• [PROBLEM REQUIREMENTS]:
Every line of the material below must be repeated exactly.

>> START EXTRACTED ENTRIES

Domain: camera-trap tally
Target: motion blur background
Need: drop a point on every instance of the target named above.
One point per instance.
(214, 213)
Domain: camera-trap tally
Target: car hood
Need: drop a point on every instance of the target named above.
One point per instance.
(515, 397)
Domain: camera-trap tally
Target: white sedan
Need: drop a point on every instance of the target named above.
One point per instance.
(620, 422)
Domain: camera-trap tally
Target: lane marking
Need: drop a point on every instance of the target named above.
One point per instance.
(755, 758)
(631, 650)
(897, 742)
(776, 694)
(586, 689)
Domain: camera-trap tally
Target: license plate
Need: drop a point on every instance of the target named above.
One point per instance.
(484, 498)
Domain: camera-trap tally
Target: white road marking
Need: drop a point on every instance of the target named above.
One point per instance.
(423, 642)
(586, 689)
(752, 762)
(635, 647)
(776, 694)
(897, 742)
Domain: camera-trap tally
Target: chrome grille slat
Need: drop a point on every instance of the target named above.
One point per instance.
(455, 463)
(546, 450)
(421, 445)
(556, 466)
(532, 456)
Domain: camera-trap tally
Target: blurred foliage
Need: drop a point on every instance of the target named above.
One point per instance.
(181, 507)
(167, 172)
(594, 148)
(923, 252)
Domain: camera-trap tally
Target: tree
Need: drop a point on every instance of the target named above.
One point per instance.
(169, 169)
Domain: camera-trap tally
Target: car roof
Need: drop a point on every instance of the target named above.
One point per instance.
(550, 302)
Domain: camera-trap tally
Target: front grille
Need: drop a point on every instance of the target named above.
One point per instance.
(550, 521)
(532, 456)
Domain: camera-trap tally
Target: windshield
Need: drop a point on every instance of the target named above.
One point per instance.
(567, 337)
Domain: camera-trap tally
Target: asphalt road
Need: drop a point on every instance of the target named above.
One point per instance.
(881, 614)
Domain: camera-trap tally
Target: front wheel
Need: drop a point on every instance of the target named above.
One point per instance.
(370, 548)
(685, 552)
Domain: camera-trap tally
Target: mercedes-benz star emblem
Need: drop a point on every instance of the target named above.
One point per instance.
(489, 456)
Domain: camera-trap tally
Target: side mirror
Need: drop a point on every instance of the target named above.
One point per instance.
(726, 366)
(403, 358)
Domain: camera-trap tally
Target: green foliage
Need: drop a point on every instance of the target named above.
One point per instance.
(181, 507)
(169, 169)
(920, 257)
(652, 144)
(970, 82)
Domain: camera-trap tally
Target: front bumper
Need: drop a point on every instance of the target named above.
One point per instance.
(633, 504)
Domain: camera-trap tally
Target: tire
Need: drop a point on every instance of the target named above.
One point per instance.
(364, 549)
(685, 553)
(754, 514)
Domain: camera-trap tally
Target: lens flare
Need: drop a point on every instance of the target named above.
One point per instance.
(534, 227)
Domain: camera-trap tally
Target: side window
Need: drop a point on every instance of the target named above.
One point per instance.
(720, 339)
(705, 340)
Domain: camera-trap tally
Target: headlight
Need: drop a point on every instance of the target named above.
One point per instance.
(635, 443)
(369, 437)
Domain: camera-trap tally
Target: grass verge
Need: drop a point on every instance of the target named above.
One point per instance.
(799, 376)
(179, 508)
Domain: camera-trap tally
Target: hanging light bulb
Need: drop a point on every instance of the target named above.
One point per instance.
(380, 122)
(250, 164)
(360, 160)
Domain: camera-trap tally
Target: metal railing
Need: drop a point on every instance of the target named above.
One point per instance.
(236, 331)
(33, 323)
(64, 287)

>> END EXTRACTED ENTRIES

• [ANSWER TO THE EXERCISE]:
Domain: camera-trap tally
Target: motion blur background
Need: drop a point on every instance of the target named above.
One point per instance.
(214, 213)
Domain: camera-trap tally
Target: car hood
Need: drop a point on every instance of the target named above.
One point per instance.
(515, 397)
Domain: camera-trap tally
Target: white sedan
Need: drop a point on every instance of the target named above.
One point per instance.
(620, 422)
Domain: camera-trap tally
Target: lane marking
Need: drop a point on every instance of the target named above.
One point per instance.
(755, 758)
(631, 650)
(897, 742)
(776, 694)
(586, 689)
Domain: camera-trap tally
Target: license plate
Need: drop a point on every instance of the target named above.
One point per instance.
(484, 498)
Domain: camera-trap tally
Target: white road marking
Need: drop a point on every instance of the target named above.
One point per instance.
(423, 642)
(586, 689)
(752, 762)
(635, 647)
(776, 694)
(897, 742)
Domain: camera-trap tally
Target: chrome grille slat
Need: drop a point on every instance of the target named above.
One point per instance.
(455, 463)
(546, 450)
(421, 445)
(556, 466)
(532, 456)
Domain: camera-trap tally
Target: blurred foliage
Need: drop a point on every instance of the target named above.
One point per instance.
(181, 507)
(167, 172)
(594, 148)
(923, 252)
Domain: camera-trap tally
Target: tree
Need: drop a point on every instance of the target named above.
One point per instance.
(169, 169)
Domain: camera-trap tally
Target: car roof
Need: drop a point on every instance of the target named above.
One point per instance.
(550, 302)
Domain: camera-trap tally
Target: front grille
Need: drop a point on every instance of the target named above.
One point per instance.
(550, 521)
(532, 456)
Domain: camera-trap tally
Target: windshield
Need: drop a point on every instance of the target named above.
One point per instance.
(567, 337)
Domain: camera-trap tally
Target: asphalt road
Need: drop a point on every instance of the target named above.
One point per instance.
(881, 614)
Domain: camera-trap tally
Target: front wheel
Need: drop a point on every instance of the target named above.
One point per instance.
(370, 548)
(685, 552)
Domain: camera-trap tally
Target: mercedes-benz star emblem
Need: drop a point on every instance of the target named above.
One point per instance.
(489, 456)
Domain: camera-trap tally
Target: side mirror
Need: drop a point on every instance of the target named above.
One point per instance.
(726, 366)
(403, 358)
Domain: camera-trap tally
Target: green foliage
Need: drop a point on every instance of the target named above.
One point per instance.
(181, 507)
(169, 169)
(920, 257)
(652, 144)
(970, 82)
Domain: camera-trap tally
Target: front bumper
Need: drop a point on every instance of the target named above.
One point per instance.
(633, 504)
Domain: camera-trap tally
Target: tire
Need: drop a point on every instance of the target named above.
One point per instance.
(364, 549)
(685, 553)
(754, 514)
Domain: camera-trap tally
Target: lens flare
Need: drop a point on every instance of the target named above.
One point per instance.
(534, 227)
Domain: camera-trap tally
Target: side window
Need: drop a point on every instance of the target named above.
One point per instance.
(720, 339)
(705, 340)
Domain: camera-trap tally
Target: headlight
Need: drop a point on every instance of the target named above.
One point per instance.
(635, 443)
(369, 437)
Domain: camera-trap tally
Target: grass verge
Need: drop a point on every instance of the target named above.
One point per instance.
(799, 376)
(179, 508)
Domain: camera-trap tally
Target: hanging light bulb
Need: drop a point on every instance of the target named above.
One point per instance.
(380, 122)
(250, 164)
(360, 160)
Domain: camera-trap tally
Target: metal railing
Need: drop a point on every instance of the target named above.
One point per instance.
(236, 331)
(33, 323)
(64, 287)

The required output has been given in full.